[Some rows]
== == ==
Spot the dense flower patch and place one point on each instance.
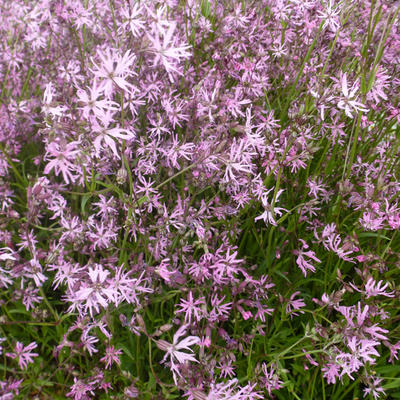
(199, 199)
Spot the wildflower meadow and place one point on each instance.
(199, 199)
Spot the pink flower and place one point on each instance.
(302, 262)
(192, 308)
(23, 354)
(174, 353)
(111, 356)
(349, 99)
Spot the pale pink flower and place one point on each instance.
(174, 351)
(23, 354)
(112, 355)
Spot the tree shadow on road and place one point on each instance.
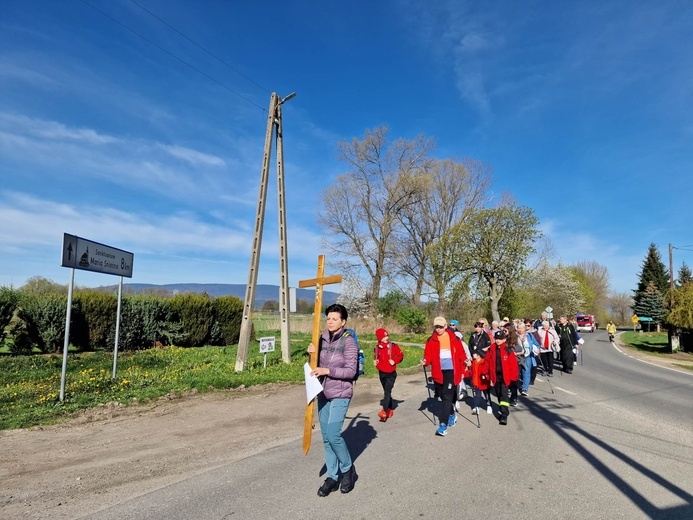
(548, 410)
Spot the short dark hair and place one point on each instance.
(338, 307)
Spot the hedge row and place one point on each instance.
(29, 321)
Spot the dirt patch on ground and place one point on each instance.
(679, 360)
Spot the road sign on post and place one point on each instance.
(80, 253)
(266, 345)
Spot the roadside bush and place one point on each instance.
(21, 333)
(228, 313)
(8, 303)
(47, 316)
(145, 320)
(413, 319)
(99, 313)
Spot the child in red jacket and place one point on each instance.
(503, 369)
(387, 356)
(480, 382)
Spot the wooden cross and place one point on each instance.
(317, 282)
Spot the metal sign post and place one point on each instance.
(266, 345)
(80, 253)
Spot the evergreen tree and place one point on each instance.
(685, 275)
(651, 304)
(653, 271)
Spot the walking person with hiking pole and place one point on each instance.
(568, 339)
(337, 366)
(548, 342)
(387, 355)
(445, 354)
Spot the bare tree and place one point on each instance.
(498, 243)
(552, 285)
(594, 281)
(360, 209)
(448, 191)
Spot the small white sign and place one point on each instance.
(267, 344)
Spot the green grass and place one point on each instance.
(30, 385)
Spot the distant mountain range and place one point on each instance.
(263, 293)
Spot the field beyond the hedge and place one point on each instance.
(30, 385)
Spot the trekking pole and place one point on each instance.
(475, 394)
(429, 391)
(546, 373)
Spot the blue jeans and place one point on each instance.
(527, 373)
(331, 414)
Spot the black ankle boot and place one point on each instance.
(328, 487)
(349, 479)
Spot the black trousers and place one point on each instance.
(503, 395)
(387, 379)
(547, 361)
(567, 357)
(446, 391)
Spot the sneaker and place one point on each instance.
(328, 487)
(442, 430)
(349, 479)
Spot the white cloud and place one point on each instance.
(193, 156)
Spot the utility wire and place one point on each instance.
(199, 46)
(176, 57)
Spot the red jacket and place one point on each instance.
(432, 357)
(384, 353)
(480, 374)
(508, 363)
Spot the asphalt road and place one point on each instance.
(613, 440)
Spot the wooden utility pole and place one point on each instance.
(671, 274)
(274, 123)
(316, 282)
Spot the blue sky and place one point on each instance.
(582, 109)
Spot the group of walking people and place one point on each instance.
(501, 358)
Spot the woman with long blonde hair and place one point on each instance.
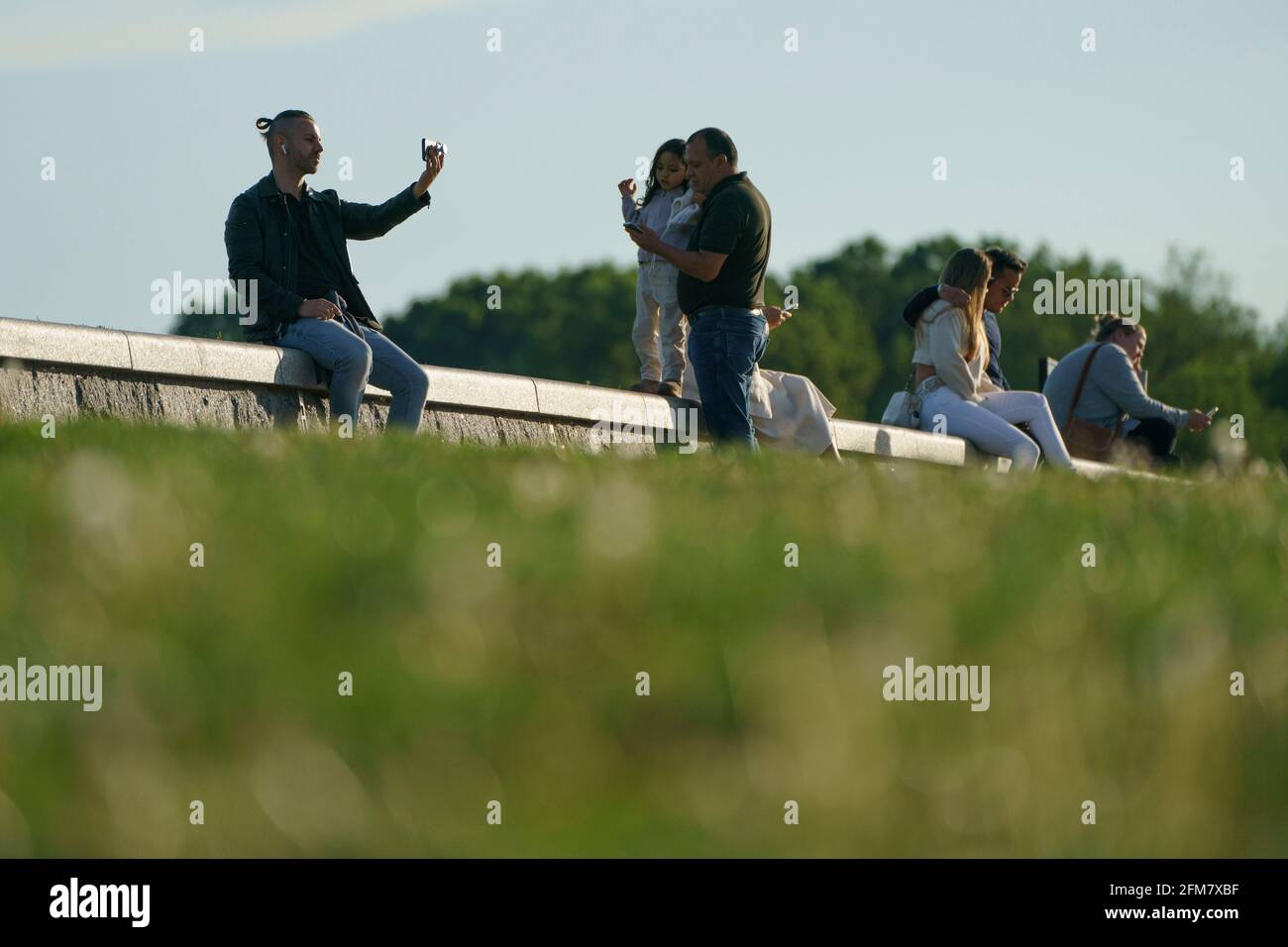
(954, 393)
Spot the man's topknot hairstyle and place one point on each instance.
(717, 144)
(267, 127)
== == ==
Render the rows above as a two-column CSV with the header text,answer and one line for each row. Put the row's text and its answer each in a single quoted field with line breaks replaced by spaces, and leave the pictures out.

text,answer
"Spot the dense flower patch and place one point on each instance.","(199, 199)"
"Spot the wildflower meadow and place one point on each instance.","(199, 199)"
"Spot the pink flower and place one point on each instance.","(302, 262) (192, 308) (23, 354) (174, 353) (111, 356) (349, 99)"
"Spot the pale pink flower and place one point on each instance.","(174, 351) (23, 354) (112, 355)"
"Spot the tree shadow on road and place one point on each instance.","(548, 410)"
"Spot the short dark hair and place one point on each instance.","(338, 307)"
"Spot the hedge row and place one point on each instance.","(29, 321)"
"Spot the dirt patch on ground and place one point on each instance.","(679, 360)"
"Spot the road sign on post and place one point on each instance.","(80, 253) (266, 345)"
"Spot the roadside bush and place one point on each instance.","(21, 333) (228, 313) (8, 303) (47, 316) (145, 320) (413, 319) (99, 313)"
"Spot the child in red jacket and place one point on each instance.","(503, 369) (387, 356) (480, 382)"
"Spot the wooden cross and place one point on each instance.","(317, 282)"
"Spot the metal sign post and place one point on each instance.","(266, 345) (80, 253)"
"Spot the evergreen tree and place one point on each instance.","(685, 275) (651, 304) (653, 271)"
"Spot the walking person with hiking pole and place one point on each instance.","(568, 339) (337, 366) (548, 342) (387, 355) (445, 354)"
"Spot the bare tree and place one point on each instance.","(498, 243) (552, 285) (594, 281) (360, 209) (448, 191)"
"Spot the small white sign and place one point on each instance.","(267, 344)"
"Spot the green grass and place one point on each instance.","(30, 385)"
"Spot the distant mountain range and place one point on each instance.","(263, 293)"
"Spot the field beyond the hedge and place one point on each instance.","(30, 385)"
"Spot the trekking pole and place one point on each instance.","(475, 394) (429, 391) (546, 373)"
"Spot the blue jeans and place one point on each instance.","(527, 373) (331, 414)"
"Spot the black ankle boot and place one point on each instance.","(328, 487) (349, 479)"
"Spot the black trousers and place one point on each instance.","(503, 395) (387, 379) (547, 361) (567, 357) (446, 391)"
"Spot the sneaker and place one point on each instance.","(328, 487) (442, 430) (349, 479)"
"Spot the white cloud and place one point on each instance.","(193, 156)"
"Spot the utility wire and place one point on each instance.","(199, 46) (176, 57)"
"Spot the red jacket and place one point on each instance.","(432, 357) (384, 353) (480, 374) (508, 363)"
"Spot the asphalt road and place one point on each instance.","(613, 440)"
"Spot the wooden utility pole and place one point on each instance.","(671, 274) (274, 123) (316, 282)"
"Spot the blue sky and place one point on each instance.","(582, 109)"
"Spot the group of walking people and place one point on each instance.","(501, 358)"
"Spot the woman with long blonde hair and place one point on each instance.","(954, 393)"
"Spot the man's topknot hairstyle and place one point on each instance.","(717, 144) (267, 127)"